Exercise prompt: Your task is to reproduce the material exactly.

Excerpts from point annotation data:
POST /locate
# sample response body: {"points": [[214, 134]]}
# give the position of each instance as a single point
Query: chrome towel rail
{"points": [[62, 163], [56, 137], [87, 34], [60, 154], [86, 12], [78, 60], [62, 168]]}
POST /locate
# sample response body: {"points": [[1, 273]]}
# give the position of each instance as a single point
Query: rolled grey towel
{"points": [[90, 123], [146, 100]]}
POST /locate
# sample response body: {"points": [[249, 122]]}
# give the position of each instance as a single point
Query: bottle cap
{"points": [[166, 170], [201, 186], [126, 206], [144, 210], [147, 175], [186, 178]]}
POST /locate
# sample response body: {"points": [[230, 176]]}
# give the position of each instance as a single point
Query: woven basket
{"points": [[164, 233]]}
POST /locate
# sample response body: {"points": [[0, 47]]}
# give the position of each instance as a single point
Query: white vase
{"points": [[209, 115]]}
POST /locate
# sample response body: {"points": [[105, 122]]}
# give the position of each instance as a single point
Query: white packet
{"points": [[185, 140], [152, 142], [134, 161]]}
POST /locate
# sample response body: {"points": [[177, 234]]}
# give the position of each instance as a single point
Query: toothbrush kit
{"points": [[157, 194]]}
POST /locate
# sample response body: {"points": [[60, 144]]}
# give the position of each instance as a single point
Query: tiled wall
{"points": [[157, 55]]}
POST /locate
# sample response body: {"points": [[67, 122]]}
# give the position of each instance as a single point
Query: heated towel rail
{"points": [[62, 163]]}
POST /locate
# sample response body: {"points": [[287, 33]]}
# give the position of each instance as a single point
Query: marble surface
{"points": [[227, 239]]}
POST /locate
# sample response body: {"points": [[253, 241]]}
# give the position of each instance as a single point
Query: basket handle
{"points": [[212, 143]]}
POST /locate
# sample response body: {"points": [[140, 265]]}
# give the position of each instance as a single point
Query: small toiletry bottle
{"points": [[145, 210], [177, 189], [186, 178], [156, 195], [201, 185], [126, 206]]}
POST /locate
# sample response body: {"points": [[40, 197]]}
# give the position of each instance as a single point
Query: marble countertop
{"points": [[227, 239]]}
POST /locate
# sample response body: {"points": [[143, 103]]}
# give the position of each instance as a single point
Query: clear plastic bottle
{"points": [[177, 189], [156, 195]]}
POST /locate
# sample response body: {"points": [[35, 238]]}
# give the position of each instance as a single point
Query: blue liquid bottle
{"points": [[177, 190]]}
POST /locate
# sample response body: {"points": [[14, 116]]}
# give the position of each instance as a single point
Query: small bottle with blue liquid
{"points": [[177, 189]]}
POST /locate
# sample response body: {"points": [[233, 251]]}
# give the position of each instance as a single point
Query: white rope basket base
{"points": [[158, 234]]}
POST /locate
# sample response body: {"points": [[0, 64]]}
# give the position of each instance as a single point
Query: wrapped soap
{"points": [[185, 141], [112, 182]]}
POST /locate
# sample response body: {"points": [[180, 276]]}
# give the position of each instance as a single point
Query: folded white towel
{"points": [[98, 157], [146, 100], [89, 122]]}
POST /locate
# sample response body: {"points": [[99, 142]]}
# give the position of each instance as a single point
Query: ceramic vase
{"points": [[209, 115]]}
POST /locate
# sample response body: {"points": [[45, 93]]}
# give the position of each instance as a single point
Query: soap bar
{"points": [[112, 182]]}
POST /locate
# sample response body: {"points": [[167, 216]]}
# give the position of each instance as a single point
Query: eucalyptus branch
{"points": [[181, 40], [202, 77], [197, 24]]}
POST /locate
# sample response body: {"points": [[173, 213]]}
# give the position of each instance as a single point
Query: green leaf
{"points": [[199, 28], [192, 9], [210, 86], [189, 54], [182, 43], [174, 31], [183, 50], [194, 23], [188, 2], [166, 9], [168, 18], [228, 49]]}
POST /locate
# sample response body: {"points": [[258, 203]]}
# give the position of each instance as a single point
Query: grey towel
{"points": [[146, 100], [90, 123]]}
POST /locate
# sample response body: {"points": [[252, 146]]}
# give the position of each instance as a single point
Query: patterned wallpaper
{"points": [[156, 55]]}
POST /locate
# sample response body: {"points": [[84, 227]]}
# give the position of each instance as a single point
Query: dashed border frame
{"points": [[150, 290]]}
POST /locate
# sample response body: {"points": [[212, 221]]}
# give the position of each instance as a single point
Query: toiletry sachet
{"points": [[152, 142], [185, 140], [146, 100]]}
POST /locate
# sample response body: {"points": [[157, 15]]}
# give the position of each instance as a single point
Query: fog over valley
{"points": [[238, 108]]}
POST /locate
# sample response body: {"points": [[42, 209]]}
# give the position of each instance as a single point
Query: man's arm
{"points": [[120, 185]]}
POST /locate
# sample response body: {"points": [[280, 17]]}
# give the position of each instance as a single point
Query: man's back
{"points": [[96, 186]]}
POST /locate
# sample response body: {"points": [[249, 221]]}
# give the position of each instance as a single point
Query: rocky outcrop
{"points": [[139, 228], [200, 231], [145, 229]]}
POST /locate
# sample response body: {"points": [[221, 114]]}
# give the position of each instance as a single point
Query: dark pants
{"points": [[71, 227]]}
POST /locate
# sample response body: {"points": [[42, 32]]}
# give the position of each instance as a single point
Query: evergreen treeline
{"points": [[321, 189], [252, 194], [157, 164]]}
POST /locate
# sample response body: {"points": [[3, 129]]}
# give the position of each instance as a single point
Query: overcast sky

Task response:
POST /locate
# sample response body: {"points": [[214, 134]]}
# give the position of each instance as a single point
Query: chrome towel rail
{"points": [[62, 163], [56, 137], [87, 34], [60, 154], [86, 12], [78, 60], [62, 168]]}
POST /locate
# sample response body: {"points": [[1, 273]]}
# give the position of each instance as a single point
Query: rolled grey towel
{"points": [[90, 123], [146, 100]]}
POST /locate
# sample response body: {"points": [[249, 122]]}
# give the position of each instance as a single point
Query: bottle cap
{"points": [[166, 170], [201, 186], [126, 206], [144, 210], [147, 175], [186, 178]]}
POST /locate
# sample response body: {"points": [[230, 176]]}
# give the position of each instance as a single point
Query: woven basket
{"points": [[164, 233]]}
POST /locate
# sample response body: {"points": [[0, 47]]}
# give the position of each instance as a single point
Query: white vase
{"points": [[209, 115]]}
POST /locate
# sample response body: {"points": [[105, 122]]}
# give the position of each instance as a single point
Query: white packet
{"points": [[185, 140], [152, 142], [134, 161]]}
POST /locate
# sample response body: {"points": [[177, 234]]}
# give the position of each instance as a single point
Query: toothbrush kit
{"points": [[157, 194]]}
POST /locate
# sample response body: {"points": [[60, 144]]}
# give the position of each instance as a single point
Query: tiled wall
{"points": [[157, 55]]}
POST /locate
# sample response body: {"points": [[67, 122]]}
# give the position of each instance as a single point
Query: heated towel rail
{"points": [[62, 163]]}
POST /locate
# sample response body: {"points": [[287, 33]]}
# give the position of each instance as a single point
Query: marble surface
{"points": [[227, 239]]}
POST /locate
# sample response body: {"points": [[253, 241]]}
# give the position of each instance as a single point
Query: basket handle
{"points": [[212, 143]]}
POST /locate
# sample response body: {"points": [[140, 265]]}
# give the position of each instance as a single point
Query: small toiletry bottle
{"points": [[145, 210], [177, 189], [186, 178], [156, 195], [201, 185], [126, 206]]}
POST /locate
# sample response body: {"points": [[40, 197]]}
# give the position of each instance as a single point
Query: marble countertop
{"points": [[227, 239]]}
POST /locate
# sample response body: {"points": [[143, 103]]}
# give the position of each instance as a single point
Query: clear plastic bottle
{"points": [[177, 189], [156, 195]]}
POST /locate
# sample response body: {"points": [[35, 238]]}
# give the position of each instance as a single point
Query: blue liquid bottle
{"points": [[177, 190]]}
POST /locate
# sample response body: {"points": [[14, 116]]}
# give the position of each instance as a single point
Query: small bottle with blue liquid
{"points": [[177, 189]]}
POST /locate
# sample response body: {"points": [[233, 251]]}
# give the position of each instance as a single point
Query: white rope basket base
{"points": [[158, 234]]}
POST /locate
# sample response body: {"points": [[0, 64]]}
# give the position of each instance as a single point
Query: wrapped soap
{"points": [[185, 141], [112, 182]]}
POST /locate
# sample response body: {"points": [[180, 276]]}
# give the position of each instance as a single point
Query: folded white towel
{"points": [[98, 157], [146, 100], [89, 122]]}
POST /locate
# sample response body: {"points": [[99, 142]]}
# give the position of each instance as a single point
Query: ceramic vase
{"points": [[209, 115]]}
POST /locate
# sample response body: {"points": [[45, 93]]}
# give the position of each instance as a single point
Query: soap bar
{"points": [[112, 182]]}
POST /locate
# sample response body: {"points": [[167, 216]]}
# give the position of each instance as a single point
Query: eucalyptus branch
{"points": [[181, 40], [202, 77], [197, 24]]}
POST /locate
# sample response body: {"points": [[173, 213]]}
# give the position of each instance as a single point
Query: green leaf
{"points": [[199, 28], [192, 9], [210, 86], [189, 54], [182, 43], [174, 31], [183, 50], [194, 23], [188, 2], [166, 9], [168, 18], [228, 49]]}
POST /locate
# sample response body: {"points": [[258, 203]]}
# give the position of each instance as a single point
Query: grey towel
{"points": [[146, 100], [90, 123]]}
POST /locate
# sample response body: {"points": [[252, 146]]}
# give the position of each instance as a single point
Query: patterned wallpaper
{"points": [[156, 55]]}
POST /locate
# sample response body: {"points": [[84, 227]]}
# give the position of each instance as a single point
Query: dashed border frame
{"points": [[150, 290]]}
POST /locate
# sample response body: {"points": [[212, 221]]}
# give the position of each instance as a single point
Query: toiletry sachet
{"points": [[152, 142], [185, 140], [146, 100]]}
POST /locate
# sample response body: {"points": [[157, 15]]}
# give the position of each instance as a single point
Query: fog over valley
{"points": [[238, 108]]}
POST /locate
# sample response body: {"points": [[42, 209]]}
# give the position of each instance as a single point
Query: man's arm
{"points": [[120, 185]]}
POST /locate
# sample response body: {"points": [[280, 17]]}
# give the position of each instance as a single point
Query: man's back
{"points": [[96, 186]]}
POST /locate
# sample response body: {"points": [[249, 221]]}
# give the position of each instance as a single point
Query: rocky outcrop
{"points": [[139, 228], [200, 231], [145, 229]]}
POST /locate
# sample response body: {"points": [[221, 114]]}
# give the position of each instance as a single point
Query: dark pants
{"points": [[71, 227]]}
POST /locate
# sample response body: {"points": [[42, 32]]}
# give the position of each instance as a single point
Query: evergreen treeline
{"points": [[321, 189], [252, 194], [157, 164]]}
POST /locate
# sample response body: {"points": [[3, 129]]}
# give the position of each instance as a single point
Query: overcast sky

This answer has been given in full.